FRAGMENTO SELECCIONADO:

────────────────────────────────────────

XXIII Domingo del T.O. (Marcos 7,31-37) - Ciclo B: Del milagro al Reino



El comentario a las lecturas de este domingo se nos puede quedar en una especie de admiración prolongada ante el poder de Dios que se manifiesta en Jesús. Estamos ante una persona capaz de hacer milagros, de romper el orden de la naturaleza para devolver la salud al que sufre. Es obvio que esa persona tiene un poder especial, superior a lo que pueden hacer los que le rodean. Es el signo de que esa persona viene de Dios o es Dios.
Curiosamente, por este camino terminaríamos dejando de lado al sordomudo, al que sufre, para fijarnos casi exclusivamente en Jesús. Él es el que manifiesta su poder, el que nos hace asombrarnos. Se diría que el objetivo del milagro es abrirnos los ojos para que caigamos de rodillas ante su poder divino.
Pero conviene leer el Evangelio desde la segunda lectura, desde la carta de Santiago. El autor de estas cartas tiene una perspectiva muy concreta de los problemas que se dan en la comunidad cristiana y pone ejemplos que todos podemos entender. Afirma que, desde el Evangelio, todos tenemos una radical igualdad. Si hay alguien que tiene la prioridad, es precisamente el pobre. No se refiere a la pobreza espiritual ni nada de eso. En su ejemplo, se centra en la dimensión de la riqueza. Parece que a uno, al rico, le daban en aquella comunidad un puesto reservado mientras que al otro, al andrajoso, le dejaban de pie o lo sentaban en el suelo.


Un ejemplo muy concreto

El elemento que a veces discrimina y rompe la igualdad entre los miembros de la comunidad es la posesión o no posesión de bienes. El texto habla del “pobre andrajoso” en oposición al que va “bien vestido y hasta con anillos en los dedos”. No se puede decir con más claridad.
Pero también podríamos hablar del poder o la autoridad como elemento discriminador. Tendemos a dar los mejores puestos y privilegios a los que tienen el poder, que no es necesariamente lo mismo que autoridad, en la comunidad. Quizá podríamos pensar que eso normal en la comunidad humana pero, con el Evangelio en la mano, de ninguna manera es normal, no debería serlo nunca, en la comunidad cristiana. En ningún caso.

────────────────────────────────────────

Fragmentos de un conjunto de datos de etiquetado con puntos
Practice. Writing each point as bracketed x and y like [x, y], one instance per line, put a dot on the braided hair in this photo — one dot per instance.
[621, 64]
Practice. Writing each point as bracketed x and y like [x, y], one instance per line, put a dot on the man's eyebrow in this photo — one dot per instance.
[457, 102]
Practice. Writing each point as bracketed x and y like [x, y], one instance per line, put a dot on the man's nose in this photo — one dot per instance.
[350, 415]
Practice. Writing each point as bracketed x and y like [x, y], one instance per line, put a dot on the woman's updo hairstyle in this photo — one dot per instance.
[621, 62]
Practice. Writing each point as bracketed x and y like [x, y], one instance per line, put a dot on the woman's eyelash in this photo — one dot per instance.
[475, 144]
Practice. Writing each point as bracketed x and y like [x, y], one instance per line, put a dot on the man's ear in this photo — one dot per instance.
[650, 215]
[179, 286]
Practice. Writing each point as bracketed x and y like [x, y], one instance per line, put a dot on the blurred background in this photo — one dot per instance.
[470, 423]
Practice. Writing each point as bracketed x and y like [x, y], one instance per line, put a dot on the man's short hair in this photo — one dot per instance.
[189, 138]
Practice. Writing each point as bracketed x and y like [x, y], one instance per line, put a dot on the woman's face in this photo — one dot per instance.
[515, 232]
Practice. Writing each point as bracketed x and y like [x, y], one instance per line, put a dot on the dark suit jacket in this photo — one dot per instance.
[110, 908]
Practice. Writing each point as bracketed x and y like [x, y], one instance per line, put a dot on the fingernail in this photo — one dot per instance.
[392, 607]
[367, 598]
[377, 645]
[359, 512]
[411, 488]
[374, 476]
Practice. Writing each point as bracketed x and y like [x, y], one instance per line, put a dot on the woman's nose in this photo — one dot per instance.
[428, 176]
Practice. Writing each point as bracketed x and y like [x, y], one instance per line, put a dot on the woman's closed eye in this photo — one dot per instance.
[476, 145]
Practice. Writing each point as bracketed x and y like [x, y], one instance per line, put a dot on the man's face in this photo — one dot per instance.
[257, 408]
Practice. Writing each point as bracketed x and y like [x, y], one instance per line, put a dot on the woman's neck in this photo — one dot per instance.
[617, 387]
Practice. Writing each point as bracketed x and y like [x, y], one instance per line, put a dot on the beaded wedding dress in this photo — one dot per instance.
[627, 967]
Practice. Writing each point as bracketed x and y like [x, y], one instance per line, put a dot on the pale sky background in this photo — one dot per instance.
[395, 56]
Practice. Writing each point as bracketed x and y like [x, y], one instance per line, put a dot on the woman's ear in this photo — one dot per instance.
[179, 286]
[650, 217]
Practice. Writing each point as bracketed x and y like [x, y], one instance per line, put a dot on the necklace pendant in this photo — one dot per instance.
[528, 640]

────────────────────────────────────────

INSTRUCCIONES:
A - Identifica y copia cada línea de las entradas que contenga la cadena "background". Distingue entre mayúsculas y minúsculas.
B - Prolonga el comentario sobre la igualdad en la comunidad cristiana, empezando después de su última frase.
El fragmento y las entradas no guardan ninguna relación entre sí.

RESPUESTAS DEL EJERCICIO:
A -
Practice. Writing each point as bracketed x and y like [x, y], one instance per line, put a dot on the blurred background in this photo — one dot per instance.
Practice. Writing each point as bracketed x and y like [x, y], one instance per line, put a dot on the pale sky background in this photo — one dot per instance.

B -
Si leemos desde esta perspectiva el Evangelio de este domingo, quizá el “milagro” de Jesús tenga un nuevo significado. El centro ya no es Jesús sino el pobre “sordo y mudo”. Es un verdadero pobre. Está marginado socialmente. No puede participar en la comunidad. No puede aportar sus ideas. No puede comunicarse. Está echado a un lado. La acción de Jesús, al curarlo, tiene como objetivo precisamente integrarlo en la comunidad. Jesús le posibilita comunicarse, ser uno más. Jesús levanta de su postración a este hombre y lo sitúa al mismo nivel que los demás.
Podemos pensar que el objetivo de Jesús al hacer este milagro no era tanto el mostrar a los que allí estaba su divinidad, su poder por encima del de ellos. Eso posiblemente no le importaba demasiado. Su objetivo era el integrar a aquel hombre marginado. En otras palabras, formar la familia del Reino y dejar en claro que en la casa del Padre nadie queda excluido. Ni siquiera los que son sordos y mudos. Ellos también tienen su palabra. Ellos también tienen algo que aportar. Ellos también son hijos e hijas con derecho a sentarse en torno a la mesa común y compartir todo lo que Dios nos regala en ella.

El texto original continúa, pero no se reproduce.